**TASK TO CARRY OUT:** Reproduce word for word the commentary on fiscal stress for New York local governments during the COVID-19 pandemic.

**PASSAGE:**
- Opening Delimiter -

By Derickson Lawrence
To be sure, the Office of the State Comptroller (OSC) deserves high marks for establishing a fiscal stress tool-kit for local governments. According to the OSC, “fiscal stress” refers to the difficulties in generating enough revenues to meet expenditures in the long term. And it measures a local government’s ability to balance its budget, pay its bills, keep its debt in check and have some funds left over at the end of the fiscal year. But even that fiscal stress tool-kit appears dated in today’s COVID-19 pandemic.
As the epicenter of coronavirus pandemic, New York State’s “stay-home” requirements created a ghost town in Times Square, and in every mall, Main Street, and municipality. “In terms of the economic dislocation, I think it’s fair to say we are going to quickly surpass anything we saw in the Great Recession,” said New York City’s Mayor Bill DeBlasio.
In a move to get a jump on “flattening the curve,” to avert straining the state’s health care infrastructure Governor Cuomo suggested that, “We can’t win on defense. We win on offense.” Those remarks should apply to the economic front, as well. According to WAMC.Org News, referring to the pending April 1 budget, Senate Leader Andrea Stewart-Cousins (D- Yonkers) said the entire spending plan has to be reevaluated. “Every assumption has to be adjusted for the realities that we are in.”
COVID-19 Fiscal Stress Report
Helping local governments (counties and municipalities) cope and deal with those new realities should be the subject of the updated “COVID-19 Fiscal Stress Report.” Equally important to include in the report, is the “tough love” with “kisses and sweeteners” to address the expense side of the budget. How do you make personnel cuts in this setting? Compassion reigns supreme, and for good reason. The alternative then becomes unthinkable: raising taxes.

- Closing Delimiter -

**ENTRIES PROVIDED:**
- Opening Delimiter -

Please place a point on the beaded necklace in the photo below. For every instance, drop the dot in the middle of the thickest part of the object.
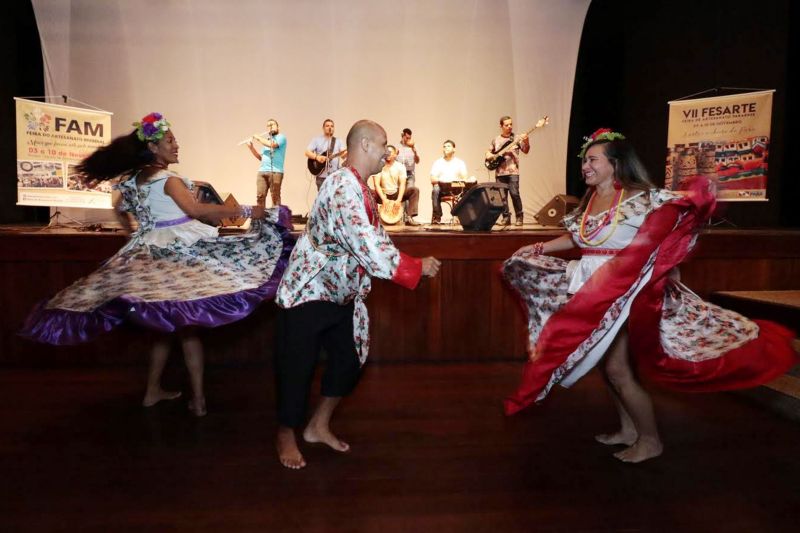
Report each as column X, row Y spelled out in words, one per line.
column 612, row 217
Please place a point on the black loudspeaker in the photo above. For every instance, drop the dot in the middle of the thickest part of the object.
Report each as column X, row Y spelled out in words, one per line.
column 552, row 213
column 205, row 193
column 479, row 208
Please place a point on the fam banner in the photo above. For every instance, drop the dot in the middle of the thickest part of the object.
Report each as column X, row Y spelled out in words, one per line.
column 725, row 138
column 51, row 140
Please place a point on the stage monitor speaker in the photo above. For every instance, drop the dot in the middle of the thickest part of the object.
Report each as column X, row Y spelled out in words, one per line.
column 479, row 208
column 205, row 193
column 552, row 213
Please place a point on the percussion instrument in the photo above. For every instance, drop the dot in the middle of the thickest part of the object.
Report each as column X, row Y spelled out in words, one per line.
column 391, row 211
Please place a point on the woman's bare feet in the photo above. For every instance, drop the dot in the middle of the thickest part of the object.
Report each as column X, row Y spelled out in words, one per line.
column 153, row 397
column 197, row 406
column 322, row 433
column 645, row 448
column 620, row 437
column 288, row 453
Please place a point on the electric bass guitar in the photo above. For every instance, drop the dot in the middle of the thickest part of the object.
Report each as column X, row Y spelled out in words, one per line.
column 497, row 156
column 316, row 168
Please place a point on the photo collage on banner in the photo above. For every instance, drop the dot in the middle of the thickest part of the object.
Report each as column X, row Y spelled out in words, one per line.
column 51, row 140
column 725, row 138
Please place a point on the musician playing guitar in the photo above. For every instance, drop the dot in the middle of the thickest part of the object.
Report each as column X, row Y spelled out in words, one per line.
column 325, row 153
column 504, row 157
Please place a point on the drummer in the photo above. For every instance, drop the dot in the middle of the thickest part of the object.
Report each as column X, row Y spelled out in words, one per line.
column 446, row 170
column 390, row 184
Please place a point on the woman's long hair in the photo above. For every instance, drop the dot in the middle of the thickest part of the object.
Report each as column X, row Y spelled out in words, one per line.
column 124, row 156
column 628, row 168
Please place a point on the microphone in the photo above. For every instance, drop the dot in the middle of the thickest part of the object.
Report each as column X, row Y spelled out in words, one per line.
column 255, row 135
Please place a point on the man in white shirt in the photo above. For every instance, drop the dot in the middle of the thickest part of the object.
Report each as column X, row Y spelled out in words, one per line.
column 390, row 184
column 446, row 169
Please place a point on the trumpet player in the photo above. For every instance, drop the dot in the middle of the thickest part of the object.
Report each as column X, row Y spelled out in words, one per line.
column 271, row 153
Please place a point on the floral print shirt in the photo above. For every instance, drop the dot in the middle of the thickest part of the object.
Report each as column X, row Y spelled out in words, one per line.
column 343, row 246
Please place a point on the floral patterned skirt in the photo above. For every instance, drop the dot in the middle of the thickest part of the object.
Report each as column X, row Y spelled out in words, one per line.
column 212, row 282
column 691, row 345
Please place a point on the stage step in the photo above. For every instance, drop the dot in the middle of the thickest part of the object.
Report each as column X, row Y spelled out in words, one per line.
column 783, row 394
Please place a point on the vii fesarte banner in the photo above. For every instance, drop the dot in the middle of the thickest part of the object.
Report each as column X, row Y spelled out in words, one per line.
column 51, row 140
column 725, row 138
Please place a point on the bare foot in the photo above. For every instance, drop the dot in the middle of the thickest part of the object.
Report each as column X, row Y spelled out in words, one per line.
column 644, row 449
column 324, row 435
column 620, row 437
column 288, row 453
column 153, row 397
column 197, row 406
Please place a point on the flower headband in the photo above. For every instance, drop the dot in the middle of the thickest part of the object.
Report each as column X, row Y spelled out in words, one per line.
column 603, row 134
column 152, row 127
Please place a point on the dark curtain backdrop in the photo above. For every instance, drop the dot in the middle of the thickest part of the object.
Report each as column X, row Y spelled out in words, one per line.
column 636, row 56
column 22, row 75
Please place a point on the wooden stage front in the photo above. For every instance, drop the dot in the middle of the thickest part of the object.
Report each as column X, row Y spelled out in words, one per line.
column 465, row 314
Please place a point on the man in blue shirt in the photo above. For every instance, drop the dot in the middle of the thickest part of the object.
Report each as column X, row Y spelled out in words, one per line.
column 272, row 154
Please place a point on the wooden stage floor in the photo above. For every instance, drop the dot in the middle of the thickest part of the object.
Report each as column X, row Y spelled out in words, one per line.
column 431, row 451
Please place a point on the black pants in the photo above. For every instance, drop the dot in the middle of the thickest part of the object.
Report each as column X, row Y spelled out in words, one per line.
column 302, row 331
column 513, row 191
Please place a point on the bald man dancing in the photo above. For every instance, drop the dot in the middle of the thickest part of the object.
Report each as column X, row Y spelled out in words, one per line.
column 323, row 294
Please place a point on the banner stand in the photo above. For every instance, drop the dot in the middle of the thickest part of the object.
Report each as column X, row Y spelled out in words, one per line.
column 724, row 138
column 52, row 140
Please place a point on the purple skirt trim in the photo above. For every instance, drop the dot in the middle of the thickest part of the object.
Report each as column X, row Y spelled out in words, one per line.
column 63, row 327
column 173, row 222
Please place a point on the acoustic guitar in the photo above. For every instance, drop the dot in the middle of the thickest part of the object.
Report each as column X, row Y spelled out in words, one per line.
column 316, row 168
column 497, row 156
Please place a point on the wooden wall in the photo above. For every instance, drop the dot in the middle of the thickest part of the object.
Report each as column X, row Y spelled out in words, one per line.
column 465, row 314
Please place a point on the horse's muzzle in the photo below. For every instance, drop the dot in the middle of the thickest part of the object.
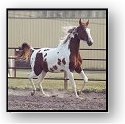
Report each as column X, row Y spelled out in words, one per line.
column 90, row 43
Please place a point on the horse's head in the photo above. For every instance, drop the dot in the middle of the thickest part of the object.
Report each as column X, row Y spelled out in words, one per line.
column 84, row 32
column 24, row 51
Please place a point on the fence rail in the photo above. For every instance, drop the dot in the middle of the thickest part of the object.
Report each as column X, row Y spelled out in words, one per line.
column 65, row 80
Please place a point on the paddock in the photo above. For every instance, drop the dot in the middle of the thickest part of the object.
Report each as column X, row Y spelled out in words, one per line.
column 46, row 32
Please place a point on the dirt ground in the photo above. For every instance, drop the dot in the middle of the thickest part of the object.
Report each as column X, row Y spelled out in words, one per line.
column 58, row 100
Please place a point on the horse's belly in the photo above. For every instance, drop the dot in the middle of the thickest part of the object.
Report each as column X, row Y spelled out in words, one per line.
column 57, row 62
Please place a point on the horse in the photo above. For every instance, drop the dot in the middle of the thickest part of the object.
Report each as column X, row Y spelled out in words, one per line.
column 65, row 57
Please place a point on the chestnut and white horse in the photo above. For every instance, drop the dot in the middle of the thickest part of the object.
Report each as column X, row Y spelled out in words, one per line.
column 65, row 57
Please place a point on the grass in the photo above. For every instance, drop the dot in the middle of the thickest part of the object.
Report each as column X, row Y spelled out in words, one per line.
column 58, row 84
column 25, row 84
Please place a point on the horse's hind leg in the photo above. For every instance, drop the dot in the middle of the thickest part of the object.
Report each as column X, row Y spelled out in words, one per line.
column 40, row 80
column 31, row 76
column 71, row 78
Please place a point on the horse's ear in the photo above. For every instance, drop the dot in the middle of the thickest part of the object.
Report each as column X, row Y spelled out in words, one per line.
column 80, row 21
column 87, row 23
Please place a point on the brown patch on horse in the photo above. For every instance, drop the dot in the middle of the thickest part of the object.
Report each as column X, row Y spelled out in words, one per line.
column 62, row 70
column 45, row 66
column 55, row 67
column 45, row 55
column 63, row 61
column 46, row 49
column 51, row 69
column 40, row 65
column 75, row 60
column 59, row 62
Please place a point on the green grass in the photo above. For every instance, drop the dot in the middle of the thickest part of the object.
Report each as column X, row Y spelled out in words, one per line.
column 56, row 84
column 95, row 86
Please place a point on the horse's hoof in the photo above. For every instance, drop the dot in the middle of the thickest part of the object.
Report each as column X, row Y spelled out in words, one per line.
column 46, row 95
column 79, row 92
column 32, row 93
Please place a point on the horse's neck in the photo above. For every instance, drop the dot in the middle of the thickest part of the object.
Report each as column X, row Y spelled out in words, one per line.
column 74, row 45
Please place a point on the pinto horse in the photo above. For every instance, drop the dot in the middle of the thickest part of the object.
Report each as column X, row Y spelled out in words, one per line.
column 65, row 57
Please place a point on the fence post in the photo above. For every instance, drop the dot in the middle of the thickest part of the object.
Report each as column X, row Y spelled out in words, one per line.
column 65, row 81
column 14, row 63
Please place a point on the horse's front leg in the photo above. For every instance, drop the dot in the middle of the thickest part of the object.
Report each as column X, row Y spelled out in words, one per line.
column 40, row 81
column 85, row 78
column 71, row 78
column 31, row 76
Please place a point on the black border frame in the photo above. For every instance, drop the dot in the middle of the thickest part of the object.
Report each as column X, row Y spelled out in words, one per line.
column 36, row 9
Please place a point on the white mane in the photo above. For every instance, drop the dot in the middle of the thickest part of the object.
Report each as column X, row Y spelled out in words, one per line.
column 67, row 33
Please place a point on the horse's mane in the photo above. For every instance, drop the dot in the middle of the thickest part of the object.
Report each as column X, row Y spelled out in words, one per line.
column 67, row 30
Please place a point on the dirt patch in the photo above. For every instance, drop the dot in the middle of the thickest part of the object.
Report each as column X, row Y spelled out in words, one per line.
column 59, row 100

- Closing Delimiter -

**PROBLEM SOLUTION:**
By Derickson Lawrence
To be sure, the Office of the State Comptroller (OSC) deserves high marks for establishing a fiscal stress tool-kit for local governments. According to the OSC, “fiscal stress” refers to the difficulties in generating enough revenues to meet expenditures in the long term. And it measures a local government’s ability to balance its budget, pay its bills, keep its debt in check and have some funds left over at the end of the fiscal year. But even that fiscal stress tool-kit appears dated in today’s COVID-19 pandemic.
As the epicenter of coronavirus pandemic, New York State’s “stay-home” requirements created a ghost town in Times Square, and in every mall, Main Street, and municipality. “In terms of the economic dislocation, I think it’s fair to say we are going to quickly surpass anything we saw in the Great Recession,” said New York City’s Mayor Bill DeBlasio.
In a move to get a jump on “flattening the curve,” to avert straining the state’s health care infrastructure Governor Cuomo suggested that, “We can’t win on defense. We win on offense.” Those remarks should apply to the economic front, as well. According to WAMC.Org News, referring to the pending April 1 budget, Senate Leader Andrea Stewart-Cousins (D- Yonkers) said the entire spending plan has to be reevaluated. “Every assumption has to be adjusted for the realities that we are in.”
COVID-19 Fiscal Stress Report
Helping local governments (counties and municipalities) cope and deal with those new realities should be the subject of the updated “COVID-19 Fiscal Stress Report.” Equally important to include in the report, is the “tough love” with “kisses and sweeteners” to address the expense side of the budget. How do you make personnel cuts in this setting? Compassion reigns supreme, and for good reason. The alternative then becomes unthinkable: raising taxes.